What to do>
Return the part of the article on Oregon's fight against meth starting with "More states consider" and going on through "Recipes proliferate online.", copied exactly.

Oregon tries new tack in fight against meth

More states consider limiting access to cold medicines that are used to create methamphetamines.

Speed. Crystal. Ice. Glass. Crank. Tweak. Zip. It goes by many names, but methamphetamine - also known as "the poor man's cocaine" - is one of the most devastating drugs in the country today.

It's easy to make using legal chemicals found in hardware stores and pharmacies - rubbing alcohol, drain cleaner, matchbooks, and over-the-counter cold and allergy medicines. Recipes proliferate online.

Much of the problem starts in Mexico. But local meth labs are springing up around the United States by the thousands. The number broken up by federal authorities rose from 327 in 1995 to 13,092 in 2001. More than 500 have been found here in Oregon this year.

"Super labs" run by Mexican drug organizations can be found in the US - particularly in the West where they've spread from remote parts of California's Central Valley north to Oregon, Washington State, and Canada. And the problem continues to grow in Midwestern states.

Nowhere is the challenge more severe than in Oregon, which has the highest rate of residents in treatment programs in the country. Last week the state took the dramatic step of restricting the sale of nonprescription cold medicines that can be used to make meth, a move now being considered by many other states.

"Meth labs exist in Oregon homes, hotels, motels, apartments and even in automobiles," says Gov. Ted Kulongoski (D). "They are just as likely to be found in rural communities as they are in big cities, leading some experts to call this the first rural drug epidemic."

Recorded data>
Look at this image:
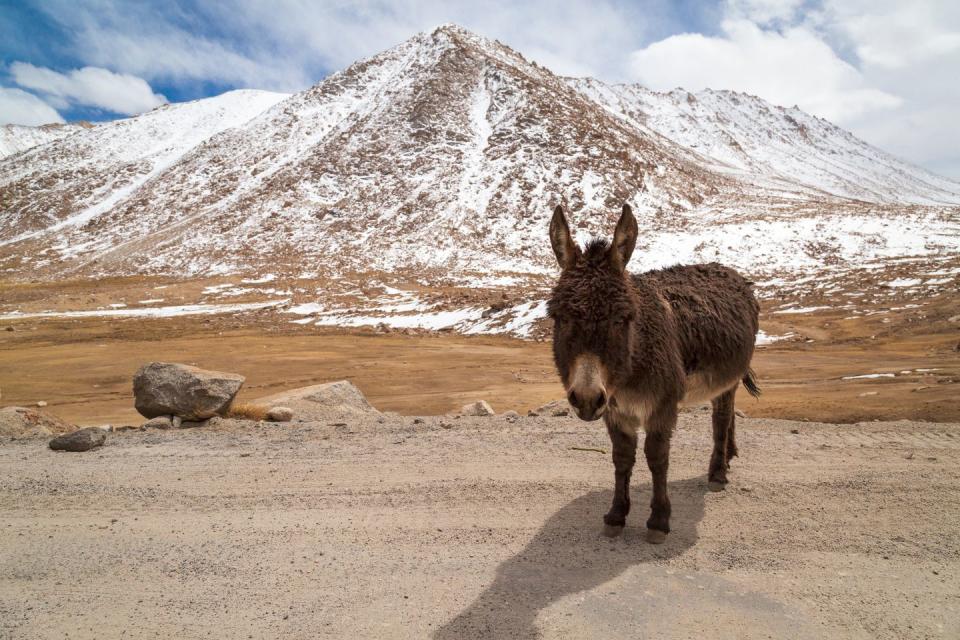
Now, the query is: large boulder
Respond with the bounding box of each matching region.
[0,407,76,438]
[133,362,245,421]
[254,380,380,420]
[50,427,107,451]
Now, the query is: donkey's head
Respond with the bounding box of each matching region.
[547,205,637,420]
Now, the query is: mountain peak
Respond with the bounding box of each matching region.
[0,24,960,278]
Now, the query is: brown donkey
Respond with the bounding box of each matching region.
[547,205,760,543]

...

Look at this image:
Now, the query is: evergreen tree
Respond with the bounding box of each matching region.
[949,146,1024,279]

Answer to this exercise>
More states consider limiting access to cold medicines that are used to create methamphetamines.

Speed. Crystal. Ice. Glass. Crank. Tweak. Zip. It goes by many names, but methamphetamine - also known as "the poor man's cocaine" - is one of the most devastating drugs in the country today.

It's easy to make using legal chemicals found in hardware stores and pharmacies - rubbing alcohol, drain cleaner, matchbooks, and over-the-counter cold and allergy medicines. Recipes proliferate online.